AIM OF THE EXERCISE →
Render the lines of the items below, from the line containing "Mark every instance of the dirt" through the end of the items, as a JSON list of strings with one string per line, leaving out any blank lines.

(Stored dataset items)

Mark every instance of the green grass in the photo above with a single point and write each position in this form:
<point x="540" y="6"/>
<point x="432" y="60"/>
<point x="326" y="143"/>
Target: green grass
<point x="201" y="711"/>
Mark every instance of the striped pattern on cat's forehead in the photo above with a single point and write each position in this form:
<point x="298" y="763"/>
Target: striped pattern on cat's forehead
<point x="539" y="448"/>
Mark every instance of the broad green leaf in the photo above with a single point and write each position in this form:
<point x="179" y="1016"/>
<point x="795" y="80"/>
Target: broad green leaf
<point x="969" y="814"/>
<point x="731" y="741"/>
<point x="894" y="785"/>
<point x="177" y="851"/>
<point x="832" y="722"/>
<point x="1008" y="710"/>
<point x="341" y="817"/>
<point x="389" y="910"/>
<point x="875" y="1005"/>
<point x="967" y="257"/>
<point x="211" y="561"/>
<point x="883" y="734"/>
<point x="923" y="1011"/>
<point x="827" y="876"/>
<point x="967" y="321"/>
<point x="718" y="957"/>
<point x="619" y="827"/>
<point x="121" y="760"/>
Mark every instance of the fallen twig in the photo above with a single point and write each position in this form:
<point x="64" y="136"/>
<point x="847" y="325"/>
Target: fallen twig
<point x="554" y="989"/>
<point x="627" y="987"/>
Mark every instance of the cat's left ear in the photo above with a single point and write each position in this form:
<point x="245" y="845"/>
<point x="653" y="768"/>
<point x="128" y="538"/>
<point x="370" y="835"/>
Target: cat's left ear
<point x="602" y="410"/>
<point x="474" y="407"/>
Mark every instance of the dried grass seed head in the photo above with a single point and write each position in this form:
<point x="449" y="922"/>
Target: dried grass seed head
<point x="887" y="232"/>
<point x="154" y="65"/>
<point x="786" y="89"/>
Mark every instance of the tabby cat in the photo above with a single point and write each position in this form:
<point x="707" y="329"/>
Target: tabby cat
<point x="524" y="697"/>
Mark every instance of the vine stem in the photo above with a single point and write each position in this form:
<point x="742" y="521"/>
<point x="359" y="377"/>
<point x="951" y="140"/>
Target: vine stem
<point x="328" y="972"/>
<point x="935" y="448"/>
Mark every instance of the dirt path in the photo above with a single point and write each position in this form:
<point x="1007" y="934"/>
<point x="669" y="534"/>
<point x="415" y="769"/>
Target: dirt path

PROBLEM SOLUTION →
[
  "Mark every instance of the dirt path in the photo above with a single point and write each position in this form:",
  "<point x=\"1007\" y=\"934\"/>",
  "<point x=\"669\" y=\"534\"/>",
  "<point x=\"415\" y=\"769\"/>",
  "Target: dirt path"
]